STATED EXERCISE:
Can you write out all the entries below again, swapping "with one point" for "with a single point" and leaving everything else unchanged?
[start PROVIDED RECORDS]
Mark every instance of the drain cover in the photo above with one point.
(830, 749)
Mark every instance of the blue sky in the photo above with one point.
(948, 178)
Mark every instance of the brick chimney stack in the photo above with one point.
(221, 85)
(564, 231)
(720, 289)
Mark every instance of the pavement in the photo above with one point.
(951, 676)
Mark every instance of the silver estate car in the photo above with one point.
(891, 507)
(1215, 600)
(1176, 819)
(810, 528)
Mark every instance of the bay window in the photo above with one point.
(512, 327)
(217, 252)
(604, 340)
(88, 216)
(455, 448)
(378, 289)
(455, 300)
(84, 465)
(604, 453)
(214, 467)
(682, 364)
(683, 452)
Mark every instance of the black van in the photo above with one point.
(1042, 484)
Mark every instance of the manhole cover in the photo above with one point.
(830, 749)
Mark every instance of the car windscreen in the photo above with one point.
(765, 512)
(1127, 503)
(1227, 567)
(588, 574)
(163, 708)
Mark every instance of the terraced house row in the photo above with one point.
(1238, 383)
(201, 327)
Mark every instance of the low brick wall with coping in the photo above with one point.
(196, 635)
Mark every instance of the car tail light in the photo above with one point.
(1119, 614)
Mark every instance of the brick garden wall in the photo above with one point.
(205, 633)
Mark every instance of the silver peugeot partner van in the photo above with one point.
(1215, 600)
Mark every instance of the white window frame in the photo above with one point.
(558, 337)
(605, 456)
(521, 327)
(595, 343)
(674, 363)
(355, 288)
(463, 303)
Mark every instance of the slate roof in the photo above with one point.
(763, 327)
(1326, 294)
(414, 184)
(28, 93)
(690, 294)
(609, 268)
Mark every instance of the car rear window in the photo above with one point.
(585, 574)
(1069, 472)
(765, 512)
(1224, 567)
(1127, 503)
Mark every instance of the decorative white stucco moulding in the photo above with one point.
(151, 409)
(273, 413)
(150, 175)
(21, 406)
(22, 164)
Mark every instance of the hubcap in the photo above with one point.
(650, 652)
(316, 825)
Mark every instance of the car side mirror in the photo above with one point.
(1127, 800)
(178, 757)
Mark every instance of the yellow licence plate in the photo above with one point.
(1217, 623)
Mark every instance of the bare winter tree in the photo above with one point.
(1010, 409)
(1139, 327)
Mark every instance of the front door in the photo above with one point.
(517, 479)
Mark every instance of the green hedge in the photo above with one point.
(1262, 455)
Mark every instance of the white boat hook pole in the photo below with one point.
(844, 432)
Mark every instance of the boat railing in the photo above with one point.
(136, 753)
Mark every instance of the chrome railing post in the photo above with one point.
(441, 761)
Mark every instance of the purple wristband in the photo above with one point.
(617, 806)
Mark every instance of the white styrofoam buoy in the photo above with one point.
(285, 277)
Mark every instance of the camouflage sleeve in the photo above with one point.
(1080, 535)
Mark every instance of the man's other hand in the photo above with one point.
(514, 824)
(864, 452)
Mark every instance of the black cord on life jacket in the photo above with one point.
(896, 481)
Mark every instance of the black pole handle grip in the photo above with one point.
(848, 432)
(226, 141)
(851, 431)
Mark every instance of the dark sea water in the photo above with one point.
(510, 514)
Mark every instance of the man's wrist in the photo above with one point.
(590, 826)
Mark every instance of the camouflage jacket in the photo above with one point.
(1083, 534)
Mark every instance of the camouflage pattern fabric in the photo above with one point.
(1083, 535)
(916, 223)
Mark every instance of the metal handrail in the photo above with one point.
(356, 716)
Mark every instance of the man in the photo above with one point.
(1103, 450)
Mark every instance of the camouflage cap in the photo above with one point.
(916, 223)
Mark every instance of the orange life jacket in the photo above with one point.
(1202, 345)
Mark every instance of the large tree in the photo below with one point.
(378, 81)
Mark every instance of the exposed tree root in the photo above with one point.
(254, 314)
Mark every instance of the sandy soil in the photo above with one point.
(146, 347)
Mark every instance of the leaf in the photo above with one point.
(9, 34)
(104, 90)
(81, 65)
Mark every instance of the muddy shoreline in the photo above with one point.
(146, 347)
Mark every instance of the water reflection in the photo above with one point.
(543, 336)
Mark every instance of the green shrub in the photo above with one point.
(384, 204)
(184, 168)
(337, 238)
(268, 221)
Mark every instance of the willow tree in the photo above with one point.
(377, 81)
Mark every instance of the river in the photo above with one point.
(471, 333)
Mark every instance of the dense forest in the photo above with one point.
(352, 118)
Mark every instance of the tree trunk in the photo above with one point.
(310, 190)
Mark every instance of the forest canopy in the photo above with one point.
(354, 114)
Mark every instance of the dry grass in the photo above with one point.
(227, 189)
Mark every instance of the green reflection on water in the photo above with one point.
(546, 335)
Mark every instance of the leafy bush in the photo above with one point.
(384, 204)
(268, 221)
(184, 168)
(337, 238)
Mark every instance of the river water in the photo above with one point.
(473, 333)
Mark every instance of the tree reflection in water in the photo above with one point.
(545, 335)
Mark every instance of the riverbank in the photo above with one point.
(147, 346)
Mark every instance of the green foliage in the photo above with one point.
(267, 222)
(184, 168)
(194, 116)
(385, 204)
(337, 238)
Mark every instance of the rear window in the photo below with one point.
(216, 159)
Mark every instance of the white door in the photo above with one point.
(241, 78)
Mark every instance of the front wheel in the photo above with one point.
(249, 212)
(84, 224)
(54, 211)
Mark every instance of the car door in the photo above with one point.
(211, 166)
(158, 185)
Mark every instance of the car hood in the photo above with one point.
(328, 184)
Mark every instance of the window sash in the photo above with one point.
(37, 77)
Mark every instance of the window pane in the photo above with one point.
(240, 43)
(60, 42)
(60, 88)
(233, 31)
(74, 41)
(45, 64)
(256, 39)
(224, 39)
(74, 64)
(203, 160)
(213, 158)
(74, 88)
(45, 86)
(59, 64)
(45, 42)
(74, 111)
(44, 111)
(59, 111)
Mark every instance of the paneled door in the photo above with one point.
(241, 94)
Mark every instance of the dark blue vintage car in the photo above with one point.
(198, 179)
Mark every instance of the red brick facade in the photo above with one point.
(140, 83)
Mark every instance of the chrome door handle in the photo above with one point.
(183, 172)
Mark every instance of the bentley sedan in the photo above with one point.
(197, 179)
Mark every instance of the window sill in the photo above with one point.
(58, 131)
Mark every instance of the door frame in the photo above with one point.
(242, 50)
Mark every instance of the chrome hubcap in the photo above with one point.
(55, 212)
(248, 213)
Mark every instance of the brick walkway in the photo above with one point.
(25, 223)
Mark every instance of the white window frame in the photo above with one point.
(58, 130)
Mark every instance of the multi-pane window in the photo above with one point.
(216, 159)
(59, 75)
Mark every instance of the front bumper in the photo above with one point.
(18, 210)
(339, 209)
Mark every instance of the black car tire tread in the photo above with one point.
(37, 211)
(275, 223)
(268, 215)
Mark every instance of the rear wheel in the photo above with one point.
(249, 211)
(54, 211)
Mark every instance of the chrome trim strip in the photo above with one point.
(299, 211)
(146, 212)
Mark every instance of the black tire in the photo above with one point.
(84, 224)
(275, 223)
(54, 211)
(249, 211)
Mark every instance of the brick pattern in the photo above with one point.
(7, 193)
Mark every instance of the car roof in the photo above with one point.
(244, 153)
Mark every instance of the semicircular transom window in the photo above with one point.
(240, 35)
[end PROVIDED RECORDS]
FINAL ANSWER:
Mark every instance of the drain cover in the photo above with a single point.
(830, 749)
Mark every instance of the blue sky in the photo above with a single point.
(948, 178)
Mark every instance of the brick chimney stack in the photo above with a single point.
(221, 85)
(564, 231)
(720, 289)
Mark every instance of the pavement in the photo above with a single point.
(951, 676)
Mark every instance of the silver estate car in the photo above with a single point.
(891, 507)
(1215, 600)
(1176, 819)
(810, 528)
Mark every instance of the bay window in the photo above with a single point.
(512, 327)
(217, 252)
(604, 340)
(88, 216)
(455, 448)
(378, 289)
(455, 300)
(84, 465)
(604, 453)
(214, 467)
(682, 364)
(683, 452)
Mark every instance of the black van in the photo above with a single point.
(1042, 484)
Mark every instance of the manhole cover in the photo above with a single point.
(830, 749)
Mark every instance of the car windscreen in the photo above with a single point.
(765, 512)
(1127, 503)
(1227, 567)
(588, 574)
(163, 708)
Mark every instance of the terraced house row in the photo above with a single point.
(1238, 383)
(201, 327)
Mark every instance of the low brick wall with coping in the photo above with a single point.
(196, 635)
Mark every instance of the car tail light in the photo above with a single point.
(1119, 614)
Mark every instance of the brick garden wall in the photo above with a single point.
(205, 633)
Mark every instance of the silver peugeot partner van in the photo above with a single point.
(1215, 600)
Mark every instance of the white window frame in the photo above with a single point.
(558, 337)
(605, 456)
(521, 327)
(595, 343)
(674, 363)
(355, 288)
(463, 303)
Mark every instance of the slate roof in the photo above with a single point.
(763, 327)
(1326, 294)
(414, 184)
(28, 93)
(690, 294)
(609, 268)
Mark every instance of the car rear window in the photo above with a single point.
(585, 574)
(1069, 472)
(765, 512)
(1224, 567)
(1127, 503)
Mark every instance of the decorative white stucco moulding in the photo above with a single point.
(151, 409)
(273, 413)
(150, 175)
(21, 406)
(22, 164)
Mark every instance of the hubcap in the photo above with a single point.
(650, 652)
(316, 825)
Mark every instance of the car side mirror in the photo above with a single point.
(1127, 800)
(178, 757)
Mark every instance of the yellow licence plate in the photo above with a single point.
(1217, 623)
Mark every instance of the bare winter tree in the photo above with a single point.
(1010, 409)
(1139, 327)
Mark every instance of the front door in the photo above with a single point.
(517, 479)
Mark every instance of the green hedge in the photo above with a single point.
(1262, 455)
Mark every instance of the white boat hook pole in the photo below with a single point.
(844, 432)
Mark every instance of the boat railing in the photo above with a single point.
(136, 753)
Mark every instance of the chrome railing post in the photo above with a single point.
(441, 761)
Mark every instance of the purple wristband in the photo above with a single point.
(617, 806)
Mark every instance of the white styrofoam buoy in the photo above with a single point.
(285, 277)
Mark every instance of the camouflage sleeve in the photo above with a single point.
(1080, 535)
Mark every instance of the man's other hand in the photo above with a single point.
(514, 824)
(864, 452)
Mark every instance of the black cord on life jacket in the photo above with a single point.
(896, 481)
Mark every instance of the black pole handle grip in the photo above with a single point.
(848, 432)
(226, 141)
(851, 431)
Mark every instance of the dark sea water in the photo above with a single point.
(510, 514)
Mark every instance of the man's wrist in the photo above with a single point.
(590, 826)
Mark every instance of the camouflage jacket in the photo above with a single point.
(1083, 534)
Mark every instance of the camouflage pattern fabric in the photo above with a single point.
(1083, 535)
(916, 223)
Mark every instance of the metal handrail in the photo above with a single point.
(356, 716)
Mark every instance of the man in the photo above with a single point.
(1103, 450)
Mark every instance of the camouflage cap in the photo above with a single point.
(916, 223)
Mark every instance of the orange life jacket in the photo above with a single point.
(1202, 345)
Mark every instance of the large tree in the photo below with a single point.
(378, 81)
Mark every instance of the exposed tree root in the photo above with a single point.
(254, 314)
Mark every instance of the sandy soil in the photo above with a single point.
(146, 347)
Mark every instance of the leaf in the photo above with a single point.
(9, 34)
(104, 90)
(81, 65)
Mark every instance of the muddy shoreline in the photo above with a single point.
(146, 347)
Mark every instance of the water reflection in the photo above with a single point.
(543, 336)
Mark every instance of the green shrub in the photo above with a single point.
(384, 204)
(184, 168)
(337, 238)
(268, 221)
Mark every instance of the willow tree in the photo above with a single point.
(377, 81)
Mark every instance of the river in the photo above with a single point.
(471, 333)
Mark every instance of the dense forest in the photo above with a single point.
(352, 118)
Mark every instance of the tree trunk in the photo above with a single point.
(310, 190)
Mark every instance of the forest canopy in the photo above with a single point.
(354, 114)
Mark every instance of the dry grass in the photo above with a single point.
(227, 189)
Mark every instance of the green reflection on water in the photo above with a single point.
(546, 335)
Mark every instance of the leafy bush in the photo above with a single point.
(384, 204)
(268, 221)
(184, 168)
(337, 238)
Mark every instance of the river water in the photo above with a single point.
(473, 333)
Mark every instance of the tree reflection in water in the photo above with a single point.
(545, 335)
Mark every instance of the riverbank in the photo above with a single point.
(147, 346)
Mark every instance of the green foliage in the photo above with a single point.
(267, 222)
(184, 168)
(194, 116)
(385, 204)
(337, 238)
Mark every instance of the rear window in the photo below with a single point.
(216, 159)
Mark every instance of the white door in the photo above with a single point.
(241, 78)
Mark every instance of the front wheel in the photo above with a single point.
(249, 212)
(84, 224)
(54, 211)
Mark every instance of the car door in the photo above with a single point.
(211, 166)
(158, 185)
Mark every instance of the car hood in the photo above with a single point.
(328, 184)
Mark every instance of the window sash in the photo above with a single point.
(37, 77)
Mark every instance of the window pane in the photo above with a single point.
(240, 43)
(60, 42)
(60, 88)
(233, 31)
(74, 41)
(45, 64)
(256, 39)
(224, 39)
(74, 64)
(203, 160)
(213, 158)
(74, 88)
(45, 86)
(59, 64)
(45, 42)
(74, 111)
(44, 111)
(59, 111)
Mark every instance of the paneled door in the photo above with a single point.
(241, 94)
Mark every instance of the dark blue vintage car in the photo above with a single point.
(198, 179)
Mark every instance of the red brick facade in the photo above with a single point.
(140, 83)
Mark every instance of the chrome door handle in the photo above with a single point.
(183, 172)
Mark every instance of the bentley sedan in the photo above with a single point.
(197, 179)
Mark every instance of the window sill in the photo above with a single point.
(58, 131)
Mark every instance of the door frame in the photo above with a single point.
(242, 50)
Mark every instance of the chrome hubcap in the photo above with a single point.
(55, 212)
(248, 213)
Mark every instance of the brick walkway in the photo above with a single point.
(25, 223)
Mark every instance of the white window frame in the photo above with a single point.
(58, 130)
Mark every instance of the multi-pane window in the photo above with a single point.
(216, 159)
(59, 75)
Mark every instance of the front bumper in the photo above with a single point.
(18, 210)
(339, 209)
Mark every instance of the black car tire tread in the photo above with a single point.
(37, 211)
(275, 223)
(268, 215)
Mark every instance of the rear wheel in the photo above with a single point.
(249, 211)
(54, 211)
Mark every instance of the chrome trim strip in the photo above with a single point.
(299, 211)
(146, 212)
Mark every instance of the black tire in the photo above with a single point.
(84, 224)
(275, 223)
(54, 211)
(249, 211)
Mark every instance of the brick pattern in the photo above with a single point.
(7, 193)
Mark every instance of the car roof in the photo above with a single point.
(244, 153)
Mark every instance of the semicircular transom window in the photo above with a single point.
(240, 35)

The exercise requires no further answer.